2.ジオパーク候補地の自然地理学並びに人文地理学上の特徴

2-1.海と陸が出会い、新しい大地が誕生する最前線

 そこは世界の中でも自然環境が厳しい場所のひとつだ。約100~150年おきに巨大地震が大地を揺さぶり、大津波が沿岸を飲み込み、その間には毎年のように台風が吹き荒れる。それでも太平洋に突き出した室戸半島には、豊かで文化的な生活が1,000年以上にわたって営み続けられている。室戸ジオパークは、この惑星・地球における最も活動的な縁辺域のひとつであり、厳しい自然環境と共存している人々の生き様を紹介する。

 室戸ジオパークの沖合140km先では、フィリピン海プレートが沈み込んでおり、南海トラフの堆積物が次々に陸側に押しつけられて付加体を形成している。その一部を室戸岬で見て触れることができる。脈々と続く付加作用によって、地層は垂直にまで傾き(図A-1)、かって海底にあった堆積物が陸地に現れている。これは世界の大陸地殻形成の初期プロセスそのものであり、私たちは大陸成長の最前線を目撃していることになる。室戸岬は1~2m/千年と世界でも有数の隆起量を誇っており、海岸は見上げるような段丘崖が続き、その上には標高180mの段丘平坦面が広がっている。訪問者は、過去1億年にわたる付加体の形成史、海嶺の沈み込みに伴う一時的な海底火山活動といった地質学的スケールのイベントを記録した岩石を見ることができる。また、約100~150年ごとの地震の隆起による地形や、隆起によって離水したかっての海中生物の遺骸といった、人間の歴史的な時間スケールで起きたイベントの痕跡も見ることができる。

**解答する問題:**
#1 抜粋の内容について、次の問いに答えてください。
(a) 巨大地震はおよそ何年おきに大地を揺さぶるとされていますか。
(b) フィリピン海プレートが沈み込んでいるのは、室戸ジオパークの沖合何km先ですか。
(c) 室戸岬の段丘崖の上に広がる段丘平坦面の標高はいくつですか。
#2 抜粋のうち「2-1.海と陸が出会い、新しい大地が誕生する最前線」から始まり「トの痕跡も見ることができる。」で終わる部分を、「台風」を「暴風雨」に入れ替えて書き直してください。

**データ内容:**
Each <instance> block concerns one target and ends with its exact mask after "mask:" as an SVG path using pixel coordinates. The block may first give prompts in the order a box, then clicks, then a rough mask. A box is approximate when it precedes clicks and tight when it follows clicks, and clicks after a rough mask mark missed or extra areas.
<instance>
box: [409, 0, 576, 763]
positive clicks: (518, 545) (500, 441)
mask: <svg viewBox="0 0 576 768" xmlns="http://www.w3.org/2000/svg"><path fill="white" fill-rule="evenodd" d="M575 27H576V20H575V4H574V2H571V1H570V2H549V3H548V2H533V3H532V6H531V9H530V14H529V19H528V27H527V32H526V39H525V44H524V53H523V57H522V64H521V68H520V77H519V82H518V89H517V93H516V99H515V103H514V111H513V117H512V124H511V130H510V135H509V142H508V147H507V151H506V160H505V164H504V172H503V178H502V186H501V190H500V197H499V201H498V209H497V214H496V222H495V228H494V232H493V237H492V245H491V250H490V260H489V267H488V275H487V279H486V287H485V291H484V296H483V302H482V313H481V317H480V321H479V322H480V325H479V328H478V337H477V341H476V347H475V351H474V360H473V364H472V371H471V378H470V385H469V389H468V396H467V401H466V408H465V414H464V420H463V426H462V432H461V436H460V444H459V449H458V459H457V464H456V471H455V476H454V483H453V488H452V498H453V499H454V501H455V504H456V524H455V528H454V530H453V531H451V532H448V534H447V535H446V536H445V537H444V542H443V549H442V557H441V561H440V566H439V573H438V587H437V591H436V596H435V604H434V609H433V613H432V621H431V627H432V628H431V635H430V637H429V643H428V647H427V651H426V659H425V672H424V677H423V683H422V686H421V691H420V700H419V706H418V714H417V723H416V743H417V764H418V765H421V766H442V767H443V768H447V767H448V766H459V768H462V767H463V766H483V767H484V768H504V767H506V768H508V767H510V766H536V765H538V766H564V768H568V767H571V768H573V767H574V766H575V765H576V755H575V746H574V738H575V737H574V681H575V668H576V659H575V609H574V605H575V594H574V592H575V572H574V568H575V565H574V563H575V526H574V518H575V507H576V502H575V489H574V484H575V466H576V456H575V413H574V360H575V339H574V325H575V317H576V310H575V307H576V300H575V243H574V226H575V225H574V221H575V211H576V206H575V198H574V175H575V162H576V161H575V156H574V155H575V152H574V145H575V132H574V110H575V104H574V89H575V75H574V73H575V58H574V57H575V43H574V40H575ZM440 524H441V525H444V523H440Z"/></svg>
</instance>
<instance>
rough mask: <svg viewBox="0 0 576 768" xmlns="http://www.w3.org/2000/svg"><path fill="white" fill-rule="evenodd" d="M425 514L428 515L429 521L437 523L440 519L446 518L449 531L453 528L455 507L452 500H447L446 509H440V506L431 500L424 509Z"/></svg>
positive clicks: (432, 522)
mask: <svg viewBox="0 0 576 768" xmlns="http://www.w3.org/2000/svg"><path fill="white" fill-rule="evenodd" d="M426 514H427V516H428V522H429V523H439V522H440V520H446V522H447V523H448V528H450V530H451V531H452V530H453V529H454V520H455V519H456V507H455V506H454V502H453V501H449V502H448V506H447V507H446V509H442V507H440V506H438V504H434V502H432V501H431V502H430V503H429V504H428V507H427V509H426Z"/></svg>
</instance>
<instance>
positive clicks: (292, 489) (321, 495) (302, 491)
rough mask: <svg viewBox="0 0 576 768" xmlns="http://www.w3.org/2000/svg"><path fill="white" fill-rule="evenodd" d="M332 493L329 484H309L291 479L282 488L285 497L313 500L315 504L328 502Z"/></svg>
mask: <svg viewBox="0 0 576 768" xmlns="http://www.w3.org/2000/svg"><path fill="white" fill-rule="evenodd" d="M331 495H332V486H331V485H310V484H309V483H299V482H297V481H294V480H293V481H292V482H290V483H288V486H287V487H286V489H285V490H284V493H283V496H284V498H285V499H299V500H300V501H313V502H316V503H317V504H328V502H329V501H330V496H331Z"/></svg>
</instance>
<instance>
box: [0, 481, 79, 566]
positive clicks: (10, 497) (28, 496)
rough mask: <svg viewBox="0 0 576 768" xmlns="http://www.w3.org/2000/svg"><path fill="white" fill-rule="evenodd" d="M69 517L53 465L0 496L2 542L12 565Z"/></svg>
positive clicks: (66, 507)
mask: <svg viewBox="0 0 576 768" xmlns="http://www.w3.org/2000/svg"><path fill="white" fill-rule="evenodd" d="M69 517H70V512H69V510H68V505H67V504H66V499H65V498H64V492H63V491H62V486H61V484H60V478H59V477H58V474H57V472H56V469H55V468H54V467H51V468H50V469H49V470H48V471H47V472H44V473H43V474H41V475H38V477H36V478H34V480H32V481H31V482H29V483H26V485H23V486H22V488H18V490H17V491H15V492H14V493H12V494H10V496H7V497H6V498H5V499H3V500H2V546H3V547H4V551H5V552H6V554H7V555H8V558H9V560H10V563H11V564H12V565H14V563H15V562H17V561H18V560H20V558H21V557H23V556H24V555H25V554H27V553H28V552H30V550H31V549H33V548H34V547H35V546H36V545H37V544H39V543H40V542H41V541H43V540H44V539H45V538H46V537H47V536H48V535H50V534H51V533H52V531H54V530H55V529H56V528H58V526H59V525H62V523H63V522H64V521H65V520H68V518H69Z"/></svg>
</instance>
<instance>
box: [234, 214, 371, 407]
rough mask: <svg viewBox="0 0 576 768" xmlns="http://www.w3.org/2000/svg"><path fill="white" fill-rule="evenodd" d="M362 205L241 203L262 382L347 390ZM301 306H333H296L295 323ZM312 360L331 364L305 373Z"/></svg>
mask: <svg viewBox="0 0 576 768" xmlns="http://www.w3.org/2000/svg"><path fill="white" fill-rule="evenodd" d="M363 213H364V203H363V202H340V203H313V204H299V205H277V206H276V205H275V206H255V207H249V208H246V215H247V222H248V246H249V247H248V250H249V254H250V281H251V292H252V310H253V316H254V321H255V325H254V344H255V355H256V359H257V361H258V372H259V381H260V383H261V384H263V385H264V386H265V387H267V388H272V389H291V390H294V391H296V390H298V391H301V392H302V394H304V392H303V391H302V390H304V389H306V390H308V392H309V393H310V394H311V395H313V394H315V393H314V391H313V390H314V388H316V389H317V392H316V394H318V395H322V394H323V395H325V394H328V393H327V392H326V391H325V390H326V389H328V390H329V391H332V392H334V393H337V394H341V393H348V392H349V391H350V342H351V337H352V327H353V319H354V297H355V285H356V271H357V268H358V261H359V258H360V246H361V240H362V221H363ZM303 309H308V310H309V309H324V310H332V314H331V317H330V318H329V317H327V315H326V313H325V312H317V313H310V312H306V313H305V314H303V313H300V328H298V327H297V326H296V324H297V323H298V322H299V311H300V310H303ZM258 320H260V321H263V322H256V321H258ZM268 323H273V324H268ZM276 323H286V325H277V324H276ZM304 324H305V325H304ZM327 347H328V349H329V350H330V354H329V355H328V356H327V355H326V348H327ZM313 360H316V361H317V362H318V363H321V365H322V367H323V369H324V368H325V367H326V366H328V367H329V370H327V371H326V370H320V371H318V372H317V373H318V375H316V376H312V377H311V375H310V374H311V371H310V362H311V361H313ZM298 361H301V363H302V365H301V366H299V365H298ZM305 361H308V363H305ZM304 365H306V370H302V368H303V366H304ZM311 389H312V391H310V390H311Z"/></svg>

**解答例:**
#1
(a) 約100~150年おきです。
(b) 沖合140km先です。
(c) 標高180mです。

#2
2-1.海と陸が出会い、新しい大地が誕生する最前線

 そこは世界の中でも自然環境が厳しい場所のひとつだ。約100~150年おきに巨大地震が大地を揺さぶり、大津波が沿岸を飲み込み、その間には毎年のように暴風雨が吹き荒れる。それでも太平洋に突き出した室戸半島には、豊かで文化的な生活が1,000年以上にわたって営み続けられている。室戸ジオパークは、この惑星・地球における最も活動的な縁辺域のひとつであり、厳しい自然環境と共存している人々の生き様を紹介する。

 室戸ジオパークの沖合140km先では、フィリピン海プレートが沈み込んでおり、南海トラフの堆積物が次々に陸側に押しつけられて付加体を形成している。その一部を室戸岬で見て触れることができる。脈々と続く付加作用によって、地層は垂直にまで傾き(図A-1)、かって海底にあった堆積物が陸地に現れている。これは世界の大陸地殻形成の初期プロセスそのものであり、私たちは大陸成長の最前線を目撃していることになる。室戸岬は1~2m/千年と世界でも有数の隆起量を誇っており、海岸は見上げるような段丘崖が続き、その上には標高180mの段丘平坦面が広がっている。訪問者は、過去1億年にわたる付加体の形成史、海嶺の沈み込みに伴う一時的な海底火山活動といった地質学的スケールのイベントを記録した岩石を見ることができる。また、約100~150年ごとの地震の隆起による地形や、隆起によって離水したかっての海中生物の遺骸といった、人間の歴史的な時間スケールで起きたイベントの痕跡も見ることができる。